- _SHORT EXERCISE_: Copy out the material below with every occurrence of "simplified polygon" changed to "reduced polygon" and everything else left unchanged.

- _DATA SUPPLIED_:

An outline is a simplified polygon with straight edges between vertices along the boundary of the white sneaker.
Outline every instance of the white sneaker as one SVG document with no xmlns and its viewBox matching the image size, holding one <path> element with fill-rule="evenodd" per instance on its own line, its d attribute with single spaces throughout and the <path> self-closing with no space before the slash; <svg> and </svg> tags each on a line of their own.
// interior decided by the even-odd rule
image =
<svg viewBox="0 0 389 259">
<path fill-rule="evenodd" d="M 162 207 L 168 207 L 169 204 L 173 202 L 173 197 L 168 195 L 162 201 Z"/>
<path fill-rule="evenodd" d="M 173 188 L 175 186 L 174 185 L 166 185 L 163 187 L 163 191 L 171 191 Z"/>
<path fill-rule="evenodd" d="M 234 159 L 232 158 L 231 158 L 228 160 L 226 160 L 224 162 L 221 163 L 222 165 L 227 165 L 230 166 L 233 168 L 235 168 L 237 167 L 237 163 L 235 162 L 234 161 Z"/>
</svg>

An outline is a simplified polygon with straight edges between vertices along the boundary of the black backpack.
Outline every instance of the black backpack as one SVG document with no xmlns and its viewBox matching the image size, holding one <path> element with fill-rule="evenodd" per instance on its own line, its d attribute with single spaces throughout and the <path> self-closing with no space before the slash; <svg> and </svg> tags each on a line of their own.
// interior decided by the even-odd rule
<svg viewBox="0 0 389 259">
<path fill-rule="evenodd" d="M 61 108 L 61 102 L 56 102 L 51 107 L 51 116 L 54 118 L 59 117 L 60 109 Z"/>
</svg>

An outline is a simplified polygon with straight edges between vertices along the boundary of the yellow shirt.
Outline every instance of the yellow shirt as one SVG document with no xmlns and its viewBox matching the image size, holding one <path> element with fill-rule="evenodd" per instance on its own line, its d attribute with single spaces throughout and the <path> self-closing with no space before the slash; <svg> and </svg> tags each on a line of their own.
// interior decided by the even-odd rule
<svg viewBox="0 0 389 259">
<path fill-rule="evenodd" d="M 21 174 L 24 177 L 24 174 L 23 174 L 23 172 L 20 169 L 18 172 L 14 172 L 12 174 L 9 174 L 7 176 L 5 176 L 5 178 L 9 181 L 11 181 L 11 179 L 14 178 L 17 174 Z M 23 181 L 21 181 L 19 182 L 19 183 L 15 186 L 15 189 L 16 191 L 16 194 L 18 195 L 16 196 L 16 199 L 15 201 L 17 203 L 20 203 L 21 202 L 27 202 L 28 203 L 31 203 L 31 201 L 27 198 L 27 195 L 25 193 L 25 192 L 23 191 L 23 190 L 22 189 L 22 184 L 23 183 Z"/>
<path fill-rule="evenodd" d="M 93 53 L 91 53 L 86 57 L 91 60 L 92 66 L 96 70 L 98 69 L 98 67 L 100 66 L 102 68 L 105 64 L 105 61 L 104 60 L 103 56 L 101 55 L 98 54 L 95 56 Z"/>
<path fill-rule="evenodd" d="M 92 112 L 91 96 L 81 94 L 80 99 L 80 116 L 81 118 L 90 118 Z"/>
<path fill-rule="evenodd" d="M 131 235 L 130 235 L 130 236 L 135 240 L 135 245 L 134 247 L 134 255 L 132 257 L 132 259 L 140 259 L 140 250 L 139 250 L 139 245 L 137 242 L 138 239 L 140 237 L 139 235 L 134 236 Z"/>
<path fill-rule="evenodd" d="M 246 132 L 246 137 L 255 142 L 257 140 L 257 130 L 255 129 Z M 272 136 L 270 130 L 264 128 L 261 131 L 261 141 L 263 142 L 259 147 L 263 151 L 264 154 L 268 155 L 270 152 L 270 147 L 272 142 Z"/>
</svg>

- _EXPECTED ANSWER_:
An outline is a reduced polygon with straight edges between vertices along the boundary of the white sneaker.
Outline every instance of the white sneaker as one SVG document with no xmlns and its viewBox matching the image size, holding one <path> element with fill-rule="evenodd" per instance on its own line, its d attribute with single spaces throughout and the <path> self-closing with no space before the slash; <svg> and </svg> tags each on a line of their own.
// interior decided by the even-odd rule
image =
<svg viewBox="0 0 389 259">
<path fill-rule="evenodd" d="M 162 207 L 168 207 L 169 204 L 173 202 L 173 197 L 168 195 L 162 201 Z"/>
<path fill-rule="evenodd" d="M 173 188 L 175 186 L 174 185 L 166 185 L 163 187 L 163 191 L 171 191 Z"/>
<path fill-rule="evenodd" d="M 234 159 L 232 158 L 231 158 L 228 160 L 226 160 L 224 162 L 221 163 L 222 165 L 227 165 L 230 166 L 233 168 L 235 168 L 237 167 L 237 163 L 235 162 L 234 161 Z"/>
</svg>

An outline is a reduced polygon with straight edges between vertices along the boundary of the black backpack.
Outline every instance of the black backpack as one SVG document with no xmlns and its viewBox matching the image size, holding one <path> element with fill-rule="evenodd" per instance on its own line, its d attribute with single spaces throughout and the <path> self-closing with no space before the slash; <svg> and </svg> tags each on a line of their own.
// interior decided by the even-odd rule
<svg viewBox="0 0 389 259">
<path fill-rule="evenodd" d="M 61 108 L 61 102 L 56 102 L 51 107 L 51 116 L 54 118 L 59 117 L 60 109 Z"/>
</svg>

An outline is a reduced polygon with straight edges between vertices along the boundary of the yellow shirt.
Outline every instance of the yellow shirt as one SVG document with no xmlns and its viewBox matching the image size, holding one <path> element with fill-rule="evenodd" per instance on its own line, its d attribute with single spaces throughout and the <path> self-closing with no space before the slash; <svg> and </svg> tags each on a line of their own.
// interior decided by the even-odd rule
<svg viewBox="0 0 389 259">
<path fill-rule="evenodd" d="M 21 174 L 24 177 L 24 174 L 23 174 L 23 172 L 20 169 L 18 172 L 14 172 L 12 174 L 9 174 L 7 176 L 5 176 L 5 178 L 9 181 L 11 181 L 11 179 L 14 178 L 17 174 Z M 23 181 L 21 181 L 19 182 L 19 183 L 15 186 L 15 189 L 16 191 L 16 194 L 18 195 L 16 196 L 16 199 L 15 201 L 17 203 L 20 203 L 21 202 L 27 202 L 28 203 L 31 203 L 31 201 L 27 198 L 27 195 L 25 193 L 25 192 L 23 191 L 23 190 L 22 189 L 22 184 L 23 183 Z"/>
<path fill-rule="evenodd" d="M 93 53 L 91 53 L 86 57 L 91 60 L 92 66 L 96 70 L 98 69 L 98 67 L 100 66 L 102 68 L 105 64 L 105 61 L 104 60 L 103 56 L 101 55 L 98 54 L 95 56 Z"/>
<path fill-rule="evenodd" d="M 92 112 L 91 96 L 81 94 L 80 99 L 80 116 L 81 118 L 90 118 Z"/>
<path fill-rule="evenodd" d="M 131 235 L 130 235 L 130 236 L 135 240 L 135 245 L 134 247 L 134 255 L 132 257 L 132 259 L 140 259 L 140 250 L 139 250 L 139 245 L 137 242 L 138 239 L 140 237 L 139 235 L 134 236 Z"/>
<path fill-rule="evenodd" d="M 246 132 L 246 137 L 255 142 L 257 140 L 257 130 L 255 129 Z M 272 136 L 270 130 L 264 128 L 261 131 L 261 141 L 263 142 L 259 147 L 263 151 L 264 154 L 268 155 L 270 152 L 270 147 L 272 142 Z"/>
</svg>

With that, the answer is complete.